**STATED GOAL**
Rewrite the lines starting at the one containing "If you would be willing to indicate the tree canopy" and ending at the last line of the records, reproducing every line in full. Shift each coordinate number up by 110.

Point placement records
## BEGIN

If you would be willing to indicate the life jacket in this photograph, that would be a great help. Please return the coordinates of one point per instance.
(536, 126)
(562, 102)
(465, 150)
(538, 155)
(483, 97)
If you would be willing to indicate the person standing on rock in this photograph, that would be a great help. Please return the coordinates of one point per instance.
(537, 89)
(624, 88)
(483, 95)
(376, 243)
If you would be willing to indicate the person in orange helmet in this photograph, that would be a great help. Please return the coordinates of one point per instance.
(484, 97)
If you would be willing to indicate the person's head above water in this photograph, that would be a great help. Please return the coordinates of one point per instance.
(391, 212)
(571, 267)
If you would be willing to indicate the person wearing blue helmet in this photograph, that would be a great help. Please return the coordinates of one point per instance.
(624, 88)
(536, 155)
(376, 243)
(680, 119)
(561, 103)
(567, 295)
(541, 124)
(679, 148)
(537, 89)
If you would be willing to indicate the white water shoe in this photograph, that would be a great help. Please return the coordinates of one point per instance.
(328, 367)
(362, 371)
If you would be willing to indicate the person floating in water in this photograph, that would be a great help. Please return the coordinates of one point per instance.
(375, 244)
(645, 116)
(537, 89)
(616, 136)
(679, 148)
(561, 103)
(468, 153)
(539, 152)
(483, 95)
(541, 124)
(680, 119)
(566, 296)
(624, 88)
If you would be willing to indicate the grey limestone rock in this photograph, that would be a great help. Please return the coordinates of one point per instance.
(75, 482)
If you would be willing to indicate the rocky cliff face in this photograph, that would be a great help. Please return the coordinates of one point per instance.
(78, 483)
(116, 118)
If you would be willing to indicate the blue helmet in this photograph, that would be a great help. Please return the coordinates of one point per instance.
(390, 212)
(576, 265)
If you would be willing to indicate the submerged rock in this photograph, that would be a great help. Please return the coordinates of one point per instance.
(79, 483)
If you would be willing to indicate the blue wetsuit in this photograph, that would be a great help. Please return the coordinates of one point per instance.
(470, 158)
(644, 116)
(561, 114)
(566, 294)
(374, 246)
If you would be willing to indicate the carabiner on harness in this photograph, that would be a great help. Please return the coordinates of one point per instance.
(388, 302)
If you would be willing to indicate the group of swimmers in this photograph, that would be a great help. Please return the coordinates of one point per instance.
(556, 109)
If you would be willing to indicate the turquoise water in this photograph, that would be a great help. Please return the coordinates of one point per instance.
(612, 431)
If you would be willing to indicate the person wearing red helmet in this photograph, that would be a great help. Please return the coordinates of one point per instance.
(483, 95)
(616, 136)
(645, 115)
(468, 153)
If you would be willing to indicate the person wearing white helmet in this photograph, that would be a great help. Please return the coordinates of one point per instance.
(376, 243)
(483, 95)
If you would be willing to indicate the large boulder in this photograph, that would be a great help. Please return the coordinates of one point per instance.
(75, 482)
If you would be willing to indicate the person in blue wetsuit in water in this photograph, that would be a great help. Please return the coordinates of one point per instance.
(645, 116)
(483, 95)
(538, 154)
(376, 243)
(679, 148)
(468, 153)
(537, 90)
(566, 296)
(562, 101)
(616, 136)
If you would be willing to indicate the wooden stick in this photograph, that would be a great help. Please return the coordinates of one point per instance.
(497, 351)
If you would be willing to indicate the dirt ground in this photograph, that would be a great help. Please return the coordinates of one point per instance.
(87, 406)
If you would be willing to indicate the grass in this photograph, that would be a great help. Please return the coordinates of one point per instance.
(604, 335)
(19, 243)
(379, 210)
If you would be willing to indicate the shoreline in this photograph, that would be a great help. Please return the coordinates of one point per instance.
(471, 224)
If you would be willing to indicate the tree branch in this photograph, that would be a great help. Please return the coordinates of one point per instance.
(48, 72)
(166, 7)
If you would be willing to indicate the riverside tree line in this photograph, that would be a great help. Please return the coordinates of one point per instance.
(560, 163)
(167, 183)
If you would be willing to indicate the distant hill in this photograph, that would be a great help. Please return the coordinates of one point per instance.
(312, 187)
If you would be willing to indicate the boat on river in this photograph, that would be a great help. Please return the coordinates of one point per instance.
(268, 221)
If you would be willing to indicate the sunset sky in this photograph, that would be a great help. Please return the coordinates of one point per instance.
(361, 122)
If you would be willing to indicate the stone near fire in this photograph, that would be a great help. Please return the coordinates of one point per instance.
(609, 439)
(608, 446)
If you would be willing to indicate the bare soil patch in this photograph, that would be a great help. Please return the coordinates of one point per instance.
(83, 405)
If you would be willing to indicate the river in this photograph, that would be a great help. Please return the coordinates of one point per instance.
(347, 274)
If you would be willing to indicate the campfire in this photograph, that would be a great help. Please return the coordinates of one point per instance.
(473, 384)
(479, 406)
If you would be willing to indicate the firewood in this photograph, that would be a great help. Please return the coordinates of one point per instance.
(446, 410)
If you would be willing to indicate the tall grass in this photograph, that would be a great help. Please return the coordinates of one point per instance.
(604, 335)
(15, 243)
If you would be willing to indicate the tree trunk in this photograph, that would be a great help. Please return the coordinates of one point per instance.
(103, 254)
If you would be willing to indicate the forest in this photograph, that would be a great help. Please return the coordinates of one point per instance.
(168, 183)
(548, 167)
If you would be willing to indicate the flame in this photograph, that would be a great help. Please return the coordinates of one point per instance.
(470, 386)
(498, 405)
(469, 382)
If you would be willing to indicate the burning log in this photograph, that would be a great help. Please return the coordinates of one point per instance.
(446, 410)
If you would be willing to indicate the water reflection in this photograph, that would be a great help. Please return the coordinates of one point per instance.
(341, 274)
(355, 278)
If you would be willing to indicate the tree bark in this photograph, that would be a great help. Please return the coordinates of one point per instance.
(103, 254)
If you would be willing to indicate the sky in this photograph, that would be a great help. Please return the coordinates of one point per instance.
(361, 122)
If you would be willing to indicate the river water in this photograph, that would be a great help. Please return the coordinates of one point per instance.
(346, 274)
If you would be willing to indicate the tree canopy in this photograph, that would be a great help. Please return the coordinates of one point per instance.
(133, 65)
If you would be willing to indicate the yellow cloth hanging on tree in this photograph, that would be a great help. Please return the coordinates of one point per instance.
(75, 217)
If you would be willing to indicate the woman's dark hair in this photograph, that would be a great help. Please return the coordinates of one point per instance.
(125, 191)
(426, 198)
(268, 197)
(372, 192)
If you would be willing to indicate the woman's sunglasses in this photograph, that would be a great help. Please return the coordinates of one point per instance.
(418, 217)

## END

**FINAL RESULT**
If you would be willing to indicate the tree canopy in this photograph, that would be a great help. Please return the coordinates of one point per instance.
(243, 175)
If you would be willing to indicate the yellow cloth hanging on tree in this photograph, that would be a great help. Please return the coordinates of one point per instance.
(185, 327)
If you would be willing to indicate the woman's dark hair in this photograph, that would be a great help. Please return the coordinates of one point per instance.
(235, 301)
(536, 308)
(378, 307)
(482, 302)
If you would be willing to indicate the woman's sunglasses in this photograph, that would be a great help. Please return the coordinates of one point per instance.
(528, 327)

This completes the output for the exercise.